- _Text passage_:
----------------------------------------

This philosophy has guided Swiss space policy ever since. When ESRO merged with the European Launcher Development Organisation (ELDO) to form the European Space Agency (ESA) in 1975, Switzerland was again a founding signatory. The country has never wavered from its commitment to the multilateral approach -- contributing financially and technically to every major ESA program while deliberately avoiding the expense and political complexity of a standalone national space program.

The Swiss Space Office

Today, Swiss space activities are coordinated by the Swiss Space Office (SSO), a division within the State Secretariat for Education, Research, and Innovation (SERI). Established in 1998 and expanded in 2000 when the new federal constitution came into force, the SSO serves as the federal government's competence center for national and international space matters. It prepares and implements space policy, coordinates Swiss participation in ESA programs, and promotes the roughly 130 Swiss companies active in the space sector.

The Federal Council -- Switzerland's collective head of state -- is responsible for national space policy, with an Interdepartmental Coordination Committee for Space Affairs (IKAR) ensuring collaboration across government departments. It is a characteristically Swiss arrangement: methodical, consensus-driven, and quietly effective.

Switzerland's financial commitment to ESA is substantial for a country of its size. At the ESA Ministerial Council meeting in November 2022, Switzerland committed over CHF 600 million for the 2023-2025 period, participating in all ESA programs. At the most recent ministerial meeting in late 2025, that commitment grew further, with Switzerland among the member states that increased their contributions. For context, the Swiss ESA contribution annually supports innovation across approximately 130 domestic companies, generating a multiplier effect that returns technology, contracts, and skilled jobs to the Swiss economy.

ClearSpace: The Startup That Wants to Clean Up Space

There are roughly 36,500 tracked objects larger than 10 centimeters orbiting Earth. Millions more smaller fragments -- paint flecks, bolt fragments, shattered solar panel pieces -- travel at velocities exceeding 28,000 kilometers per hour, each one a potential bullet capable of destroying a functioning satellite. The problem is getting worse. Every collision creates more debris, which creates more collision risk, which creates more debris. This cascading scenario, known as the Kessler Syndrome after NASA scientist Donald Kessler who first described it in 1978, threatens to render certain orbital bands unusable within decades.

Switzerland, a nation that famously keeps its streets clean and its trains on time, has decided to apply that same mentality to orbit.

ClearSpace SA was founded in 2018 in Renens, near Lausanne, by Luc Piguet, Muriel Richard-Noca, and Catherine Johnson. All three came from the EPFL Space Center (eSpace), where they had spent years working on the CleanSpace One project -- an academic initiative launched in 2012 to develop technologies for capturing and deorbiting space debris. ClearSpace was the commercialization of that research, a spin-off designed to turn laboratory concepts into operational missions.

----------------------------------------

- _Photo labels with bounding boxes_:

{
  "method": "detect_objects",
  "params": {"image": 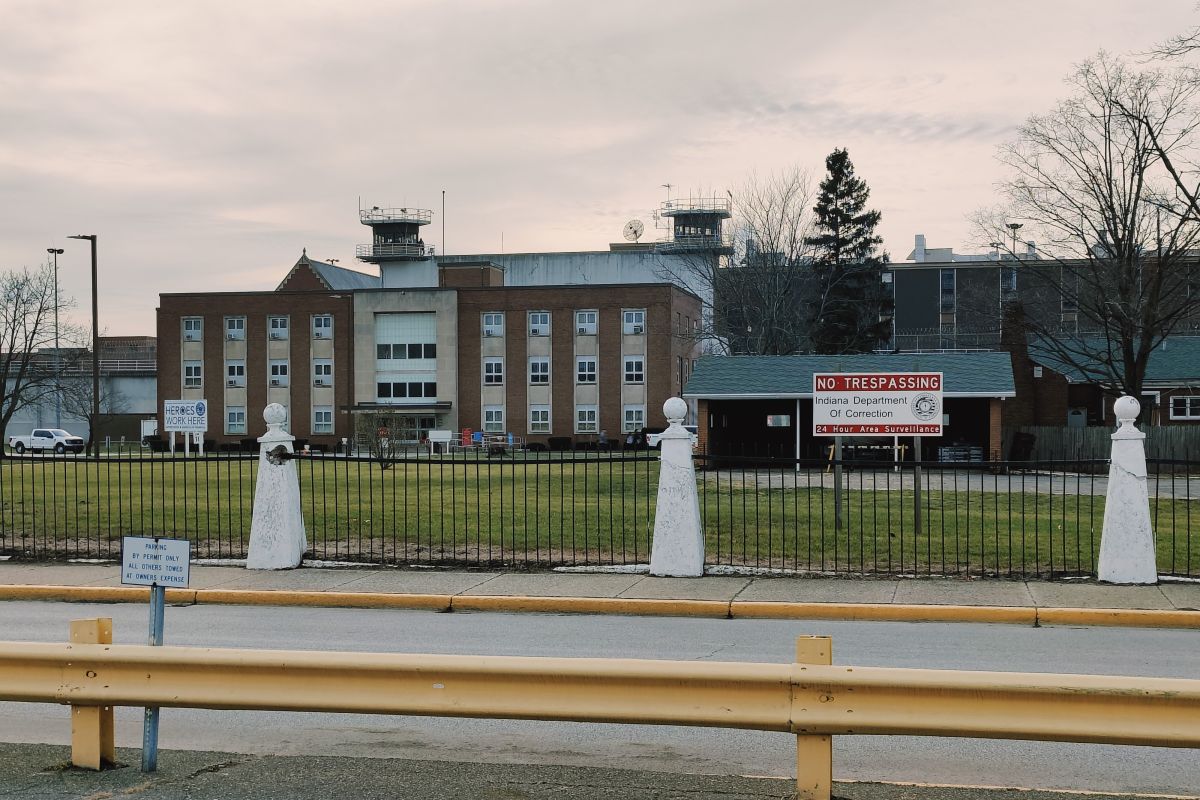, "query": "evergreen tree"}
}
[804,150,892,354]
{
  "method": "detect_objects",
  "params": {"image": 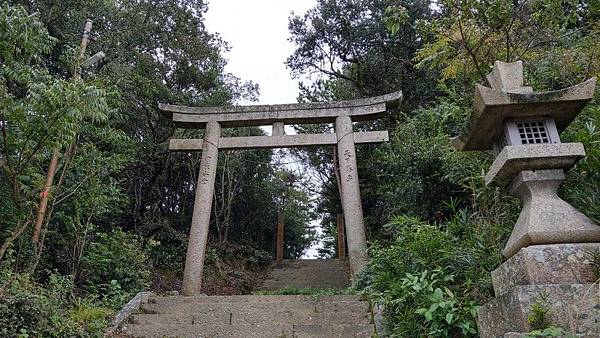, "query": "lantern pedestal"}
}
[477,243,600,338]
[502,169,600,257]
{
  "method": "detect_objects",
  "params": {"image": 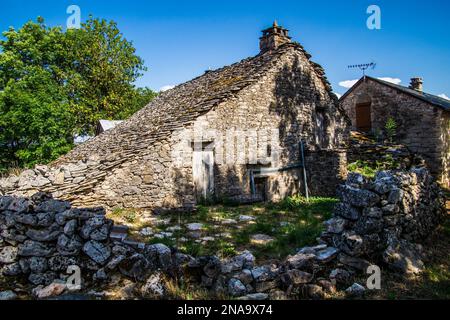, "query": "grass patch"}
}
[110,196,337,262]
[348,154,400,178]
[151,196,337,260]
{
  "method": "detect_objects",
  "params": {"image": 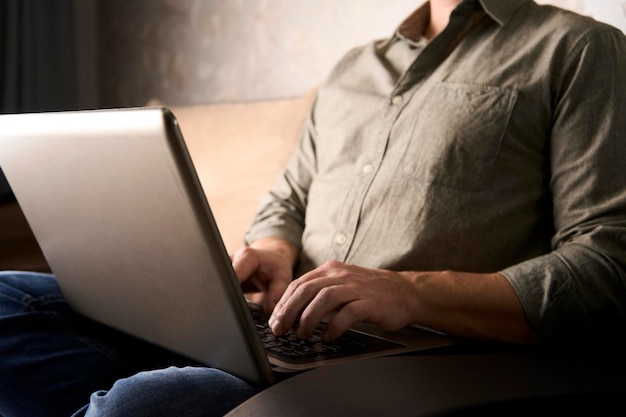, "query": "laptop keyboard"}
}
[252,310,402,362]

----------------------------------------

- _Exercise tasks_:
**1)** According to the text on Swiss space activities, where and in what year was ClearSpace SA founded?
**2)** Write what comes next in the text on Swiss space activities, picking up after its final sentence.

- _Outputs for the tasks_:
**1)** In Renens, near Lausanne, in 2018.

**2)**
The ClearSpace-1 Mission

In November 2019, ESA awarded ClearSpace a landmark contract for what would become the world's first active debris removal mission: ClearSpace-1. The initial contract was valued at EUR 86 million, funded by contributions from eight ESA member states. The original plan was elegant in its simplicity: launch a spacecraft equipped with robotic capture arms, rendezvous with a piece of known debris, grab it, and drag both the chaser and the target into the atmosphere to burn up on reentry.

The original target was VESPA, the Vega Secondary Payload Adapter left in orbit after a Vega launch in 2013. VESPA was the size of a small washing machine, weighed about 112 kilograms, and was tumbling in a well-characterized orbit -- a manageable first target for an untested technology.

Then space debris did what space debris does. In August 2023, ESA announced that the VESPA adapter had likely been struck by a smaller piece of untracked debris, fragmenting it and creating several new pieces of trackable junk. The irony was brutal: the target of the world's first debris cleanup mission had itself become a debris event.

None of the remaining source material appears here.